>>>

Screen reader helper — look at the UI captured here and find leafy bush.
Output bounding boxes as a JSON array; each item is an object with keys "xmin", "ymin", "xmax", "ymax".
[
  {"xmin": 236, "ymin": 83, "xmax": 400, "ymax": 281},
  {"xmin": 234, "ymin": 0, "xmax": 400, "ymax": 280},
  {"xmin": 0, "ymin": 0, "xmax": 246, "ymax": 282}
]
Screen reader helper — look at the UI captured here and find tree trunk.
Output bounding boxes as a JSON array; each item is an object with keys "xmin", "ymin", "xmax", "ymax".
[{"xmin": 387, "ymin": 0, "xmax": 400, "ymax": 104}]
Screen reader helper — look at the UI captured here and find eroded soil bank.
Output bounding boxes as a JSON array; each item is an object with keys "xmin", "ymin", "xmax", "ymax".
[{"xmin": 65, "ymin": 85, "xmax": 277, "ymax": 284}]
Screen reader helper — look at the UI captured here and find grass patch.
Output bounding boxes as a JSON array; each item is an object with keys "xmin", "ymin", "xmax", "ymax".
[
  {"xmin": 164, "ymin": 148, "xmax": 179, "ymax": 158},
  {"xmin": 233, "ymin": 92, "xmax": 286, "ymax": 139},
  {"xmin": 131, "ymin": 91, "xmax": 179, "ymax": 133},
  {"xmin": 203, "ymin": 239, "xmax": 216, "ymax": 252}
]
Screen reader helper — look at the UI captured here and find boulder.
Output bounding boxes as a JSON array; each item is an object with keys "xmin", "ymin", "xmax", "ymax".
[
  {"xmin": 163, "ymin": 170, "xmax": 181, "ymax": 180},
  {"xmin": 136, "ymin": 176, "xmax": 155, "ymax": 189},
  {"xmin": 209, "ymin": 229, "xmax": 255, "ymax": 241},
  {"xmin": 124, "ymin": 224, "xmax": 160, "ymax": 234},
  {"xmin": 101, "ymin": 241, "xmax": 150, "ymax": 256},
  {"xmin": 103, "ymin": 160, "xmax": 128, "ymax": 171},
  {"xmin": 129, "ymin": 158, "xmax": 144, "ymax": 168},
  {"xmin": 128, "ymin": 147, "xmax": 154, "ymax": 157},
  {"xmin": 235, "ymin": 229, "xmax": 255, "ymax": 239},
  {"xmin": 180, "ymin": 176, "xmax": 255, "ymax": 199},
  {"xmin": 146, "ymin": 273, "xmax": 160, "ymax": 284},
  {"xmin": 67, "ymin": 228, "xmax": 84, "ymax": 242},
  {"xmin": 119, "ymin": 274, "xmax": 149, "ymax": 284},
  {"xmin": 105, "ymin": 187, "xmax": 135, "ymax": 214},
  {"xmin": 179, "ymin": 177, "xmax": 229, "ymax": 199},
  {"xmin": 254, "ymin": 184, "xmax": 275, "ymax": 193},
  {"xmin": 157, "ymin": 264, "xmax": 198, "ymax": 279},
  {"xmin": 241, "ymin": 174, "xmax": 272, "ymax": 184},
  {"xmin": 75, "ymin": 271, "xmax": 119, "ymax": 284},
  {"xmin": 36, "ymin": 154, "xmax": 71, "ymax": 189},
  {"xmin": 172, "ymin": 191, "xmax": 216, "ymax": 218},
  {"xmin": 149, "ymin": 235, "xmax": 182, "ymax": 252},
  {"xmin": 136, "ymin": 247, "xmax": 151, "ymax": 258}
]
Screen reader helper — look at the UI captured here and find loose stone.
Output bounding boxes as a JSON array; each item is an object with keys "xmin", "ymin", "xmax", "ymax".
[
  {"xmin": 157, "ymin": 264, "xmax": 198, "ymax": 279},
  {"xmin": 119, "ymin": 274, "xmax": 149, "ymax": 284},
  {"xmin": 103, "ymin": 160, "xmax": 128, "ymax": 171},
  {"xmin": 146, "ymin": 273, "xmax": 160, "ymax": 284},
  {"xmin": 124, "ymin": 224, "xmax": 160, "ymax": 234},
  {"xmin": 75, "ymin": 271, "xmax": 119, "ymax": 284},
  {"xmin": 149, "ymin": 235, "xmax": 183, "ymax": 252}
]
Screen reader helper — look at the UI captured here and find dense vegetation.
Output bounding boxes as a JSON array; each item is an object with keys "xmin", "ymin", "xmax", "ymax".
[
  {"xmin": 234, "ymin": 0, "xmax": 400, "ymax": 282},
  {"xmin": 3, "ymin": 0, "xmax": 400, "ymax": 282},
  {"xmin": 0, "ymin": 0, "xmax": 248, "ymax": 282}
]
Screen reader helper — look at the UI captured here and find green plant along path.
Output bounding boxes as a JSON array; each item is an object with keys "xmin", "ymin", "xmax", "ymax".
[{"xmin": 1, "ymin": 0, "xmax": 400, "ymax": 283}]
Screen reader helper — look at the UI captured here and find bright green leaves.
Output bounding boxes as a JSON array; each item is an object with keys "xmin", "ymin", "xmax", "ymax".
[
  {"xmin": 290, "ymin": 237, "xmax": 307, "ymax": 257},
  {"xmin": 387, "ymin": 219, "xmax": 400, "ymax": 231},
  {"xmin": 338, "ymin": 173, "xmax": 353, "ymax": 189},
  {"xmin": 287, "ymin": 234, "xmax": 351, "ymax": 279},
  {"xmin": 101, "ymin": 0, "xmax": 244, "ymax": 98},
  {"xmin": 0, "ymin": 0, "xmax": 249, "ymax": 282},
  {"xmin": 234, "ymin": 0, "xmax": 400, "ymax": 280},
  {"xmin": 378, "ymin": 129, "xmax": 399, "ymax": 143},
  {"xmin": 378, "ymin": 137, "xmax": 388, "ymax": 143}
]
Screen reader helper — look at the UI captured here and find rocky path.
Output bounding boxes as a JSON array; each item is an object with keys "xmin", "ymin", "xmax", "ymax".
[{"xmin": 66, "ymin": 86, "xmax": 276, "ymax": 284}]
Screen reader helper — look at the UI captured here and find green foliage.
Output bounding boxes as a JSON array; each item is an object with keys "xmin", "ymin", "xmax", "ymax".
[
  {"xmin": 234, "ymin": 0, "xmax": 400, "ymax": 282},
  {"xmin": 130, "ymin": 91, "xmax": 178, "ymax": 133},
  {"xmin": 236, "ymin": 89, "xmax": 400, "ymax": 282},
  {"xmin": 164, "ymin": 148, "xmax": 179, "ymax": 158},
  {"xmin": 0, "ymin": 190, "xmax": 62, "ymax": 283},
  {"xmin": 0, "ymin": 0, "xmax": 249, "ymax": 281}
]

<<<

> [Requirement] Go through the records and repeat each one exactly as written.

> [Solution to this task]
Screen reader helper — look at the UI captured here and find leafy bush.
Output bounding boxes as a JSON array; each item is an object with keys "xmin", "ymin", "xmax", "ymax".
[
  {"xmin": 236, "ymin": 83, "xmax": 400, "ymax": 281},
  {"xmin": 234, "ymin": 0, "xmax": 400, "ymax": 280},
  {"xmin": 0, "ymin": 0, "xmax": 246, "ymax": 282}
]
Screen reader helper — look at the UI captured here and find tree trunk.
Output bounding boxes as a JSON array; each item is an object with keys "xmin", "ymin", "xmax", "ymax".
[{"xmin": 387, "ymin": 0, "xmax": 400, "ymax": 104}]
Screen reader helper — look at the UI captured here and find eroded soil bank.
Output bounding boxes as a JSON array; each item is an object with keys "xmin", "ymin", "xmax", "ymax".
[{"xmin": 65, "ymin": 85, "xmax": 277, "ymax": 284}]
Screen reader helper — look at the UI captured here and find grass patch.
Output bounding boxes as a JSON array; each item is an object with keys "xmin", "ymin", "xmax", "ymax".
[
  {"xmin": 164, "ymin": 148, "xmax": 179, "ymax": 158},
  {"xmin": 233, "ymin": 92, "xmax": 286, "ymax": 139},
  {"xmin": 131, "ymin": 91, "xmax": 179, "ymax": 133},
  {"xmin": 203, "ymin": 239, "xmax": 216, "ymax": 252}
]
Screen reader helper — look at the UI captured here and find boulder.
Output bounding boxes as a JSON array; each item is an object with keys "xmin", "ymin", "xmax", "ymax".
[
  {"xmin": 163, "ymin": 170, "xmax": 181, "ymax": 180},
  {"xmin": 136, "ymin": 176, "xmax": 155, "ymax": 189},
  {"xmin": 209, "ymin": 229, "xmax": 255, "ymax": 241},
  {"xmin": 124, "ymin": 224, "xmax": 160, "ymax": 234},
  {"xmin": 101, "ymin": 241, "xmax": 150, "ymax": 256},
  {"xmin": 103, "ymin": 160, "xmax": 128, "ymax": 171},
  {"xmin": 129, "ymin": 158, "xmax": 144, "ymax": 168},
  {"xmin": 128, "ymin": 147, "xmax": 154, "ymax": 157},
  {"xmin": 235, "ymin": 229, "xmax": 255, "ymax": 239},
  {"xmin": 180, "ymin": 176, "xmax": 255, "ymax": 199},
  {"xmin": 146, "ymin": 273, "xmax": 160, "ymax": 284},
  {"xmin": 67, "ymin": 228, "xmax": 84, "ymax": 242},
  {"xmin": 119, "ymin": 274, "xmax": 149, "ymax": 284},
  {"xmin": 105, "ymin": 187, "xmax": 135, "ymax": 214},
  {"xmin": 179, "ymin": 177, "xmax": 229, "ymax": 199},
  {"xmin": 254, "ymin": 184, "xmax": 275, "ymax": 193},
  {"xmin": 157, "ymin": 264, "xmax": 198, "ymax": 279},
  {"xmin": 241, "ymin": 174, "xmax": 272, "ymax": 184},
  {"xmin": 75, "ymin": 271, "xmax": 119, "ymax": 284},
  {"xmin": 36, "ymin": 154, "xmax": 71, "ymax": 189},
  {"xmin": 172, "ymin": 191, "xmax": 216, "ymax": 218},
  {"xmin": 149, "ymin": 235, "xmax": 182, "ymax": 252},
  {"xmin": 136, "ymin": 247, "xmax": 151, "ymax": 258}
]
Screen reader helper — look at the UI captured here and find loose stone.
Output bounding boxes as a JSON array; each item is an object with keys "xmin", "ymin", "xmax", "ymax".
[
  {"xmin": 157, "ymin": 264, "xmax": 198, "ymax": 279},
  {"xmin": 119, "ymin": 274, "xmax": 149, "ymax": 284},
  {"xmin": 103, "ymin": 160, "xmax": 128, "ymax": 171},
  {"xmin": 146, "ymin": 273, "xmax": 160, "ymax": 284},
  {"xmin": 124, "ymin": 224, "xmax": 160, "ymax": 234},
  {"xmin": 75, "ymin": 271, "xmax": 119, "ymax": 284},
  {"xmin": 149, "ymin": 235, "xmax": 183, "ymax": 252}
]
Screen reader helper — look at the UI captured here and find dense vegetation.
Output bounding boxes as a JSON array; each item is an object with keys "xmin", "ymin", "xmax", "ymax".
[
  {"xmin": 234, "ymin": 0, "xmax": 400, "ymax": 282},
  {"xmin": 3, "ymin": 0, "xmax": 400, "ymax": 282},
  {"xmin": 0, "ymin": 0, "xmax": 248, "ymax": 282}
]
Screen reader helper — look at the UI captured here and find green plant along path.
Output bounding boxes as a JSON array; each item is an object with keys "xmin", "ymin", "xmax", "ymax".
[{"xmin": 1, "ymin": 0, "xmax": 400, "ymax": 283}]
Screen reader helper — look at the UI captured here and find bright green leaves.
Output bounding boxes as a JSON array; each item is an object with keys "xmin", "ymin", "xmax", "ymax".
[
  {"xmin": 290, "ymin": 237, "xmax": 307, "ymax": 257},
  {"xmin": 387, "ymin": 219, "xmax": 400, "ymax": 231},
  {"xmin": 338, "ymin": 173, "xmax": 353, "ymax": 189},
  {"xmin": 287, "ymin": 234, "xmax": 351, "ymax": 279},
  {"xmin": 101, "ymin": 0, "xmax": 244, "ymax": 98},
  {"xmin": 0, "ymin": 0, "xmax": 249, "ymax": 282},
  {"xmin": 234, "ymin": 0, "xmax": 400, "ymax": 280},
  {"xmin": 378, "ymin": 129, "xmax": 399, "ymax": 143},
  {"xmin": 378, "ymin": 137, "xmax": 388, "ymax": 143}
]
Screen reader helper — look at the UI captured here and find rocky path.
Output bounding boxes as a JSON array; each item is an object with keys "xmin", "ymin", "xmax", "ymax".
[{"xmin": 66, "ymin": 86, "xmax": 276, "ymax": 284}]
Screen reader helper — look at the UI captured here and find green foliage.
Output bounding boxes as a JSON array; each item is an object with keys "xmin", "ymin", "xmax", "ymax".
[
  {"xmin": 234, "ymin": 0, "xmax": 400, "ymax": 282},
  {"xmin": 130, "ymin": 91, "xmax": 178, "ymax": 133},
  {"xmin": 236, "ymin": 89, "xmax": 400, "ymax": 282},
  {"xmin": 164, "ymin": 148, "xmax": 179, "ymax": 158},
  {"xmin": 0, "ymin": 190, "xmax": 62, "ymax": 283},
  {"xmin": 0, "ymin": 0, "xmax": 249, "ymax": 281}
]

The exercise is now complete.